Goal 1:
Could you rewrite the Convolutional Set Transformer passage starting at "This package, available" and ending at "pre-trained on ImageNet.", with "reference implementation" changed to "official implementation"?
Goal 2:
Could you carry on the Convolutional Set Transformer description past its last sentence?

Text segment:
= = =

We introduce a novel neural architecture designed to process image sets of arbitrary cardinality that are visually heterogeneous yet share high-level semantics (such as a common category, scene, or concept).
This package, available on PyPI, provides the reference implementation of the Convolutional Set Transformer. It includes reusable Keras 3 layers for building CST architectures, and provides an easy interface to load and use the CST-15 model pre-trained on ImageNet.
Set Anomaly Detection is a binary classification task meant to identify images in a set that are anomalous or inconsistent with the majority of the set. Here, the notion of anomaly is relative: the same image may be considered anomalous in one set but not in another, depending on the surrounding context. The Figure below shows two image sets derived from the CelebA dataset (Liu et al., 2015). In each set, a majority of normal images share two attributes ("wearing hat" and "smiling" in the first, "no beard" and "attractive" in the second), while a minority lack these attributes and are thus anomalous. After training a CST and a Set Trasnsformer (Lee et al., 2019) on CelebA for Set Anomaly Detection, we evaluate the explainability of their predictions by overlaying Grad-CAMs on anomalous images. CST explanations correctly highlight the anomalous regions, whereas ST explanations fail to provide meaningful insights. For more details see Chinello & Boracchi (2025).

= = =

Lines of data:
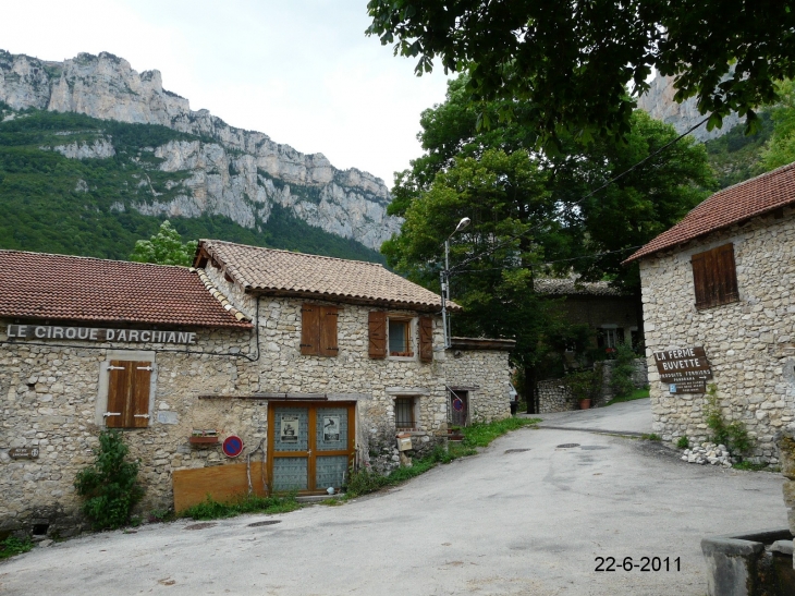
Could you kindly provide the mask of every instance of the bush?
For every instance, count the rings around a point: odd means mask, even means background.
[[[610,388],[616,398],[628,396],[635,390],[632,374],[635,372],[637,354],[628,343],[620,343],[615,349],[615,364],[610,374]]]
[[[0,560],[8,559],[14,555],[22,555],[33,548],[30,538],[14,538],[9,536],[4,540],[0,540]]]
[[[133,507],[144,496],[138,463],[126,461],[129,451],[121,433],[103,430],[96,461],[77,473],[74,486],[86,498],[82,511],[94,530],[115,530],[130,523]]]
[[[747,453],[753,447],[748,430],[741,421],[727,423],[723,417],[718,399],[718,386],[711,384],[707,389],[707,405],[704,409],[707,426],[712,430],[712,442],[724,445],[732,455]]]

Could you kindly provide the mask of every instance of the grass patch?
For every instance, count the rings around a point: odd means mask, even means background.
[[[643,400],[649,397],[649,388],[645,387],[644,389],[635,389],[632,393],[628,396],[623,396],[621,398],[613,398],[604,405],[613,405],[614,403],[622,403],[625,401],[635,401],[635,400]]]
[[[474,455],[478,447],[487,447],[496,438],[525,426],[535,426],[540,418],[505,418],[488,424],[476,423],[461,429],[464,440],[460,445],[450,443],[448,449],[437,446],[425,458],[413,462],[411,467],[397,467],[389,475],[379,474],[372,470],[359,470],[351,474],[343,499],[354,499],[362,495],[375,492],[390,486],[403,484],[412,478],[425,474],[440,463],[450,463],[458,458]]]
[[[294,494],[272,497],[245,496],[228,502],[219,502],[208,495],[200,503],[180,513],[180,518],[221,520],[243,513],[288,513],[301,507]]]
[[[34,547],[30,538],[14,538],[9,536],[4,540],[0,540],[0,559],[8,559],[14,555],[22,555],[32,550]]]
[[[751,462],[737,462],[732,465],[734,470],[745,470],[747,472],[761,472],[763,470],[770,470],[767,463],[751,463]]]

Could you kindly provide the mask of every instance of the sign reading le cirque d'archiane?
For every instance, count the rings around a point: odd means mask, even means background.
[[[142,343],[196,343],[196,333],[154,329],[102,329],[97,327],[56,327],[52,325],[9,325],[9,339],[126,341]]]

= = =

Output 1:
This package, available on PyPI, provides the official implementation of the Convolutional Set Transformer. It includes reusable Keras 3 layers for building CST architectures, and provides an easy interface to load and use the CST-15 model pre-trained on ImageNet.

Output 2:
The Figure below presents a qualitative comparison of Grad-CAMs generated for our CST-15 model (28M params), ConvNeXt-XL (350M params), ResNet50 (26M params), and VGG-19 (144M params). To ensure a fair comparison, we feed isolated images without context to CST-15. Explanations are computed with respect to the ground truth class. CST-15 Grad-CAMs are more precise and focused compared to ResNet50 and VGG-19, and comparable or even better than ConvNeXt-XL explanations. Consider, for instance, the first image (first row in the Figure below). It depicts a space shuttle being transported by a shuttle carrier aircraft. Even to the human eye, it is difficult to distinguish the shuttle from the carrier aircraft. However, the CST-15 explanation map accurately identifies the space shuttle, distinguishing it from the aircraft. In contrast, the Grad-CAMs generated for the other models are significantly less precise, highlighting a coarse region that encompasses both the shuttle and the carrier aircraft. For more details see Chinello & Boracchi (2025).